## Selected extract
++++
The results of Applicants calculations and test as shown in Table 3 demonstrates that several transition metal carbides have properties that would permit them to perform as good as or better than tungsten as rocket engine liner material. In addition to the very high RIT values and melting points higher than tungsten, all of the materials shown in Table 3 are substantially less dense than tungsten. Lower density obviously is important in rocket design because this property means that the rocket can be made much lighter which reduces the work the rocket has to do and reduces costs.

The reader should note from Table 3 that reducing the carbon content in these metal carbides tends to improve various parameters. For example, although TaC (with equal concentrations of Ta and C) is an excellent liner material, Applicants have shown that much improved materials performance can be realized with careful attention to the metal to carbon ratios in the carbides of these transition metals. Applicants work has shown that reduction of the carbon-to-metal ratio results in:

• • 1. Reduction in elastic modulus (less strain is developed for the same stress).
  • 2. Increase in start of melting as compared to TaC_1.0.
  • 3. Increase in the RIT over TaC._1.0.
  • 4. Decreased ductile-brittle transition temperature (DBTT). Plasticity occurs at a lower temperature.
  • 5. Permits surface carburization to create compression stresses at surface of inserts to counter tension at outer parts of inserts.

Design Solutions

At low temperatures TaC and NbC are brittle. At high temperatures the materials become ductile. Therefore, rocket liner designs should take these features into account. In preferred liner designs Applicants propose the following general design solutions as preferred design techniques:

• • 1. Apply compression to counteract that expansion.
  • 2. Use an assemblage of carbide discs separated by graphite discs to permit free expansion.
  • 3. Shape the discs in the form of Belleville washers to permit flexing to relieve expansion strains.
  • 4. Contain the metal carbide elements by an external, ductile refractory metal ring (such as 90Ta-10W).
  • 5. Compress the metal carbide elements by a shrunk-fit ring of 90Ta-10W so that the Ta C_x elements are in initial compression.

A preferred arrangement to fabricate a Belleville washer type stack-up suitable for a throat insert is shown in FIGS. 8A and 8B. The stack-up includes washers 20, inner mandrel 22, lower plunger 24, upper plunger 26 and graphite enclosing die 28. A throat section insert may be fabricated as shown in FIG. 9. This section includes washer stack 20 of graphite (preferably TMCC carbide) 20A and high-temperature material (such as TaC0.89) 20B, a 90Ta10W shrink fit containment ring 30, all fitted into nozzle body 32.

Low-Cost Embodiment

In the above embodiments the high-temperature materials are fabricated using hot pressing of powdered Tantalum and powdered carbon at temperatures of about 2200 degrees Centigrade and pressures of about 6000 psi. These materials may also be made with other techniques such as plasma spraying. All these prior art techniques for making materials such as TaC are expensive. Also, any after fabrication machining is very expensive since the material is so hard. Techniques such as electro-discharge machining are typically used.
++++
## Entries supplied
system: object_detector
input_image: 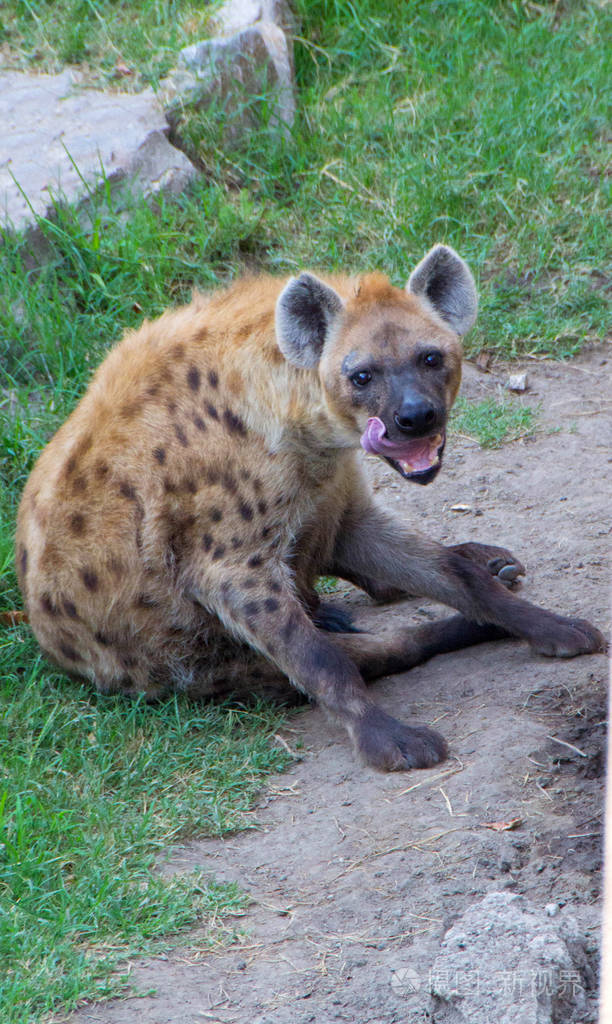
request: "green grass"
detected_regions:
[0,627,287,1024]
[0,0,612,1024]
[0,0,218,90]
[450,398,535,447]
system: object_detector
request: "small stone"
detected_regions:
[159,22,296,141]
[506,374,529,392]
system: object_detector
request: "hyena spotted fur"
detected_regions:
[16,246,603,770]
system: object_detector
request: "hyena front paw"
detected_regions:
[355,705,448,771]
[450,541,525,588]
[529,614,607,657]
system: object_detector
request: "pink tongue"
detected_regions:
[361,416,441,473]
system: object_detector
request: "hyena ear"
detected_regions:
[406,246,478,334]
[276,273,344,369]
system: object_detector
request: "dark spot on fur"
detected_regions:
[187,367,200,391]
[61,597,79,618]
[280,611,300,643]
[73,473,87,495]
[120,398,140,420]
[221,473,238,495]
[69,512,85,537]
[174,423,189,447]
[223,409,247,437]
[59,643,83,662]
[40,594,59,615]
[119,480,137,502]
[80,568,98,593]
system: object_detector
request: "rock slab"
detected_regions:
[431,892,586,1024]
[0,71,195,237]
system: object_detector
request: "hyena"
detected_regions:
[16,246,603,770]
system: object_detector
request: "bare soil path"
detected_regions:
[62,347,612,1024]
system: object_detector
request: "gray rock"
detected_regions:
[211,0,296,37]
[159,22,295,137]
[0,71,195,242]
[431,892,586,1024]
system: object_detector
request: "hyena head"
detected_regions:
[276,246,478,483]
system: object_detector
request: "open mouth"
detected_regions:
[361,416,446,483]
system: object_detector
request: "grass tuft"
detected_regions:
[450,397,535,447]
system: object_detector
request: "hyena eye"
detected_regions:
[351,370,371,387]
[423,348,442,370]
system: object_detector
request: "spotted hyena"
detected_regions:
[16,246,602,769]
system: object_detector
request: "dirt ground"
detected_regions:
[64,347,612,1024]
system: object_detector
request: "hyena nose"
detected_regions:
[393,398,436,434]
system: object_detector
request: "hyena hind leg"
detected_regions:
[331,615,511,682]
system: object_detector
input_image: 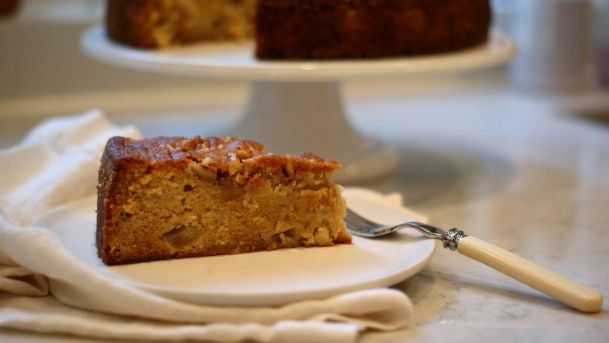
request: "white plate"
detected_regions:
[81,27,516,81]
[36,189,435,305]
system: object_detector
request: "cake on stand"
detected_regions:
[81,27,516,182]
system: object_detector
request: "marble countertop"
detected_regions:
[0,84,609,342]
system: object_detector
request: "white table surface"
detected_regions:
[0,80,609,342]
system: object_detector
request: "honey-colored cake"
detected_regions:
[97,137,351,265]
[106,0,491,60]
[255,0,491,59]
[106,0,255,48]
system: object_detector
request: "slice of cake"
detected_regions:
[106,0,255,48]
[255,0,491,59]
[97,137,351,265]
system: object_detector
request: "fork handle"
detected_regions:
[457,236,603,313]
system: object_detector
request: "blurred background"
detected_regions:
[0,0,609,147]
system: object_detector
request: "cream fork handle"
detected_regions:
[457,236,603,313]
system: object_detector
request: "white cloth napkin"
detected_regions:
[0,110,412,342]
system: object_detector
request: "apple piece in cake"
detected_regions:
[96,137,351,265]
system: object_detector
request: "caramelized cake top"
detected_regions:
[104,136,340,184]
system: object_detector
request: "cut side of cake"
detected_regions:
[106,0,491,60]
[106,0,255,48]
[96,137,351,265]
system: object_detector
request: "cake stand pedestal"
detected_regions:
[81,27,516,182]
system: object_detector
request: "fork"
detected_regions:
[345,209,603,313]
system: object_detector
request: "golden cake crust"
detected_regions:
[96,137,351,264]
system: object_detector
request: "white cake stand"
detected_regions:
[81,27,516,182]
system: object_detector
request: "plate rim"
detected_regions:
[80,25,516,81]
[44,188,437,306]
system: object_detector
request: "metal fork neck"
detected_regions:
[406,222,467,251]
[441,228,467,251]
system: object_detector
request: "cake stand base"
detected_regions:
[228,81,397,182]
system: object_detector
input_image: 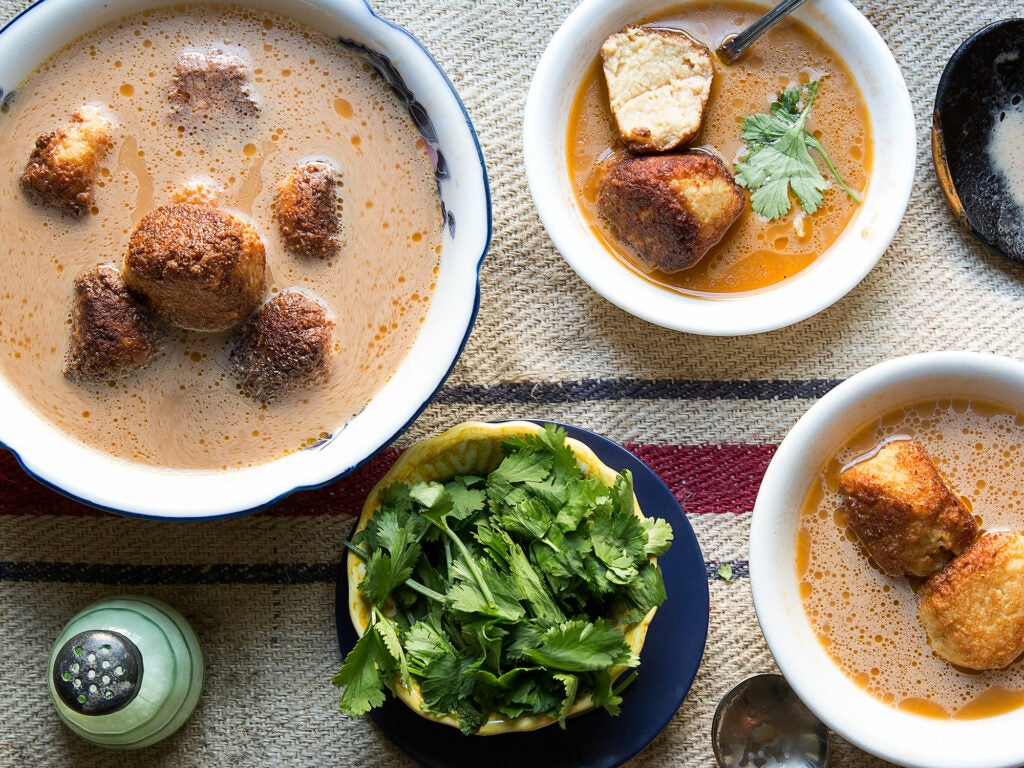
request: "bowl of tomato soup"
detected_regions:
[523,0,915,335]
[750,352,1024,768]
[0,0,490,519]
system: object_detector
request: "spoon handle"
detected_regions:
[718,0,804,63]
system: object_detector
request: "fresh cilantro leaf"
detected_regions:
[591,670,622,716]
[591,490,647,585]
[735,80,861,219]
[359,509,426,606]
[523,618,640,672]
[497,669,565,717]
[505,534,565,622]
[336,425,672,733]
[359,545,420,606]
[498,494,554,539]
[444,478,487,520]
[555,477,608,531]
[420,651,474,715]
[403,613,455,674]
[553,672,580,730]
[623,560,666,624]
[505,616,554,662]
[373,608,411,688]
[460,618,508,670]
[473,520,509,568]
[332,629,391,715]
[447,557,526,622]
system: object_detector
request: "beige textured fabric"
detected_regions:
[0,0,1024,768]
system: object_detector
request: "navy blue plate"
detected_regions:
[335,424,709,768]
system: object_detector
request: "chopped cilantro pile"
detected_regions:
[334,425,672,734]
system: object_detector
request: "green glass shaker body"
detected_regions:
[47,596,204,750]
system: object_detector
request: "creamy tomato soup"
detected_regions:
[566,1,871,295]
[796,399,1024,719]
[0,6,440,469]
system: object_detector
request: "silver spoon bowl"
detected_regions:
[711,675,828,768]
[716,0,805,63]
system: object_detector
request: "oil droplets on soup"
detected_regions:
[796,398,1024,719]
[0,6,440,469]
[566,0,871,296]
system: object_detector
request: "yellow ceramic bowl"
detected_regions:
[348,421,657,736]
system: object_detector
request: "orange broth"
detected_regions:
[795,398,1024,720]
[566,0,871,296]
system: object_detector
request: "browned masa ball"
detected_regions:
[22,104,113,216]
[63,264,164,382]
[273,161,341,259]
[839,439,978,577]
[168,48,259,118]
[229,290,334,403]
[918,530,1024,670]
[597,154,746,272]
[124,203,266,331]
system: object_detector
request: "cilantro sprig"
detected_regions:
[334,425,672,734]
[736,80,861,219]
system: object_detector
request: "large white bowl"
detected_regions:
[0,0,490,519]
[750,352,1024,768]
[523,0,915,336]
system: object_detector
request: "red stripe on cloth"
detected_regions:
[0,444,775,517]
[626,444,776,515]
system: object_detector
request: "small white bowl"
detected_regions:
[0,0,490,519]
[523,0,915,336]
[750,352,1024,768]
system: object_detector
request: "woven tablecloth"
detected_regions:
[0,0,1024,768]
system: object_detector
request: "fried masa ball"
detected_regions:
[839,439,978,577]
[124,203,266,331]
[597,153,746,272]
[229,290,334,403]
[22,104,114,216]
[273,160,341,259]
[63,264,164,382]
[601,27,715,153]
[918,530,1024,670]
[168,48,259,118]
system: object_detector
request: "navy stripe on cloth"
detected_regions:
[434,379,840,406]
[0,560,750,585]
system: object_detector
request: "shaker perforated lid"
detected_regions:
[53,630,142,715]
[48,596,204,749]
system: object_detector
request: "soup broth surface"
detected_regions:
[0,5,440,469]
[796,398,1024,719]
[566,0,871,296]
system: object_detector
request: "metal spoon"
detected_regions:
[711,675,828,768]
[717,0,804,63]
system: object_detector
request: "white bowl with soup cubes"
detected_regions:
[523,0,915,336]
[750,352,1024,768]
[0,0,490,519]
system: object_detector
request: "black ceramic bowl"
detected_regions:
[932,18,1024,263]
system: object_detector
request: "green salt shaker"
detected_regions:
[47,596,204,750]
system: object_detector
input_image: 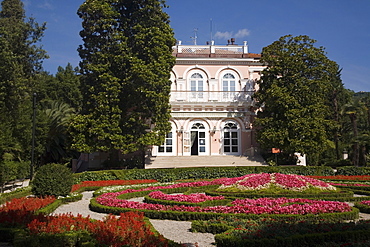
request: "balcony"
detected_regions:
[170,91,254,105]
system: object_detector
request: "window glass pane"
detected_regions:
[190,81,196,91]
[198,81,203,91]
[223,81,229,91]
[230,81,235,91]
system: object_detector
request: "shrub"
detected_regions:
[32,164,74,196]
[0,160,30,183]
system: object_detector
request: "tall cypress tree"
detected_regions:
[71,0,175,166]
[0,0,47,162]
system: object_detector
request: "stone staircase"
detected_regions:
[145,155,267,169]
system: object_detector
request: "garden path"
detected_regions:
[50,191,215,247]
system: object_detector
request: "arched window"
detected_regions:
[223,122,239,154]
[222,73,236,99]
[158,132,173,153]
[190,123,206,155]
[190,73,204,98]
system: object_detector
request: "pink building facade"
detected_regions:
[152,42,265,156]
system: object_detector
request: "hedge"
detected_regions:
[89,196,359,221]
[215,230,370,247]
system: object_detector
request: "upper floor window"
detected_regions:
[222,73,235,92]
[190,73,203,100]
[190,73,203,91]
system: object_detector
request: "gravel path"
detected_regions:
[54,191,215,247]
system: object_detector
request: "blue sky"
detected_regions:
[22,0,370,92]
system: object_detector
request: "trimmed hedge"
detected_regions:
[215,230,370,247]
[89,166,335,182]
[31,164,74,196]
[89,195,359,221]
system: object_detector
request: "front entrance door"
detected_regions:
[190,123,206,155]
[223,122,239,155]
[190,131,199,155]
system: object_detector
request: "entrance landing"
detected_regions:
[145,155,267,169]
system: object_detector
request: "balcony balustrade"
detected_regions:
[170,91,254,104]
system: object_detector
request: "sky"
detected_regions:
[18,0,370,92]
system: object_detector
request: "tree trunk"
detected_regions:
[350,114,360,166]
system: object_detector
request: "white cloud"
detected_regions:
[214,28,250,39]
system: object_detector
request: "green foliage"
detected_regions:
[32,164,74,196]
[0,0,47,161]
[100,166,334,182]
[0,160,30,184]
[0,186,31,204]
[40,101,75,165]
[70,0,175,156]
[74,170,118,184]
[254,35,343,165]
[13,231,98,247]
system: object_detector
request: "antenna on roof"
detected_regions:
[190,28,198,45]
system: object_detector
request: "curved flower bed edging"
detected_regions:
[354,200,370,213]
[218,173,336,192]
[91,174,358,220]
[149,191,225,203]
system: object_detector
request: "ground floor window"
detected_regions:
[223,122,239,153]
[158,132,173,153]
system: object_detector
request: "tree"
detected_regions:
[254,35,337,164]
[70,0,175,168]
[0,0,47,162]
[40,101,75,165]
[343,99,368,166]
[327,62,352,162]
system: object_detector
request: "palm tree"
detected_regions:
[42,101,75,164]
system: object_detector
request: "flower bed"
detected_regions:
[94,174,351,221]
[218,173,336,192]
[149,191,225,203]
[0,196,56,227]
[307,175,370,181]
[28,212,169,247]
[72,179,157,192]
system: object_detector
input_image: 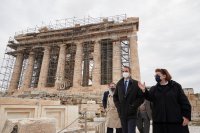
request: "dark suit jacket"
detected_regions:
[102,91,109,109]
[113,78,144,119]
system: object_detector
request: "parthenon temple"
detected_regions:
[1,15,140,92]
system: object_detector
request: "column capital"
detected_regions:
[59,43,66,48]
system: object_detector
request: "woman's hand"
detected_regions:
[182,117,189,126]
[138,81,146,92]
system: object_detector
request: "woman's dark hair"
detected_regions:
[155,68,172,81]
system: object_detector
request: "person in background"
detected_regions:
[102,82,122,133]
[113,66,144,133]
[137,100,152,133]
[138,69,191,133]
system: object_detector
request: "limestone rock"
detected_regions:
[2,118,56,133]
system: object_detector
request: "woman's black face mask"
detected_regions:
[155,75,161,83]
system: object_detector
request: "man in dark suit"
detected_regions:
[113,66,144,133]
[137,100,152,133]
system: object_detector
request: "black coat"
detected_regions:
[102,91,109,109]
[113,78,144,119]
[144,81,191,133]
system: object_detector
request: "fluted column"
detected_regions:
[8,53,24,92]
[73,43,83,87]
[55,44,66,89]
[92,40,101,88]
[112,41,122,83]
[22,51,35,90]
[129,33,140,80]
[38,46,51,88]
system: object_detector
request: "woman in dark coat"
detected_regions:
[138,69,191,133]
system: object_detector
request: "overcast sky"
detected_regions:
[0,0,200,92]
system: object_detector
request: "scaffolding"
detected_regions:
[0,14,139,91]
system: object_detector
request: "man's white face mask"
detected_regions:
[122,72,130,78]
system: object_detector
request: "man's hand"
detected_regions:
[182,117,189,126]
[138,81,146,92]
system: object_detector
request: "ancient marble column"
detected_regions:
[55,44,66,89]
[73,43,83,88]
[38,46,51,88]
[22,51,35,90]
[92,40,101,88]
[129,33,140,80]
[8,52,24,92]
[112,41,122,83]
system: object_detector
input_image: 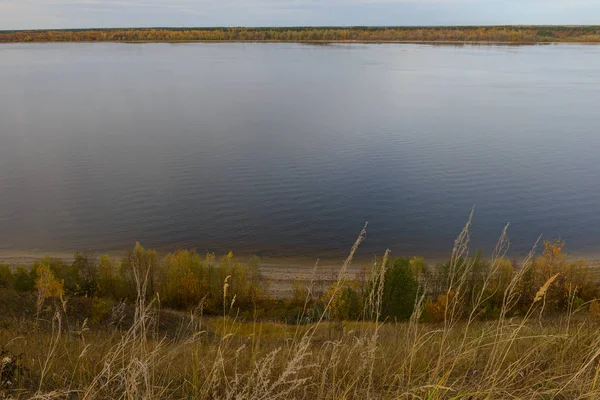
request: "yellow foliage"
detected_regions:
[35,264,65,302]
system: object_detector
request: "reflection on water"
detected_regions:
[0,43,600,257]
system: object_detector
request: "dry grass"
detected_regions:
[0,220,600,399]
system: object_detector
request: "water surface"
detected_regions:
[0,43,600,257]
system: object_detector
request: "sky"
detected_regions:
[0,0,600,30]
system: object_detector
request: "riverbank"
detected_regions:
[0,251,600,299]
[0,26,600,44]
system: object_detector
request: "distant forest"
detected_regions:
[0,26,600,43]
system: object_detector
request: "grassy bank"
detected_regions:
[0,26,600,43]
[0,217,600,399]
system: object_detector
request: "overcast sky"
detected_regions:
[0,0,600,30]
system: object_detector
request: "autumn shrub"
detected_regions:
[382,258,419,320]
[13,265,35,292]
[90,297,113,324]
[320,282,364,321]
[0,264,13,288]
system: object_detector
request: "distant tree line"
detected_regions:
[0,26,600,43]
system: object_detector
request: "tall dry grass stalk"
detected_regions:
[7,217,600,400]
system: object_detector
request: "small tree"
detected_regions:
[35,264,65,315]
[382,258,419,320]
[0,264,13,288]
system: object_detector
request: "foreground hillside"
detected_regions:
[0,26,600,43]
[0,220,600,399]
++++
## Problem to solve
In the excerpt on rocket engine liner materials, at about what pressure is the powdered tantalum and carbon hot pressed?

## Output
About 6000 psi.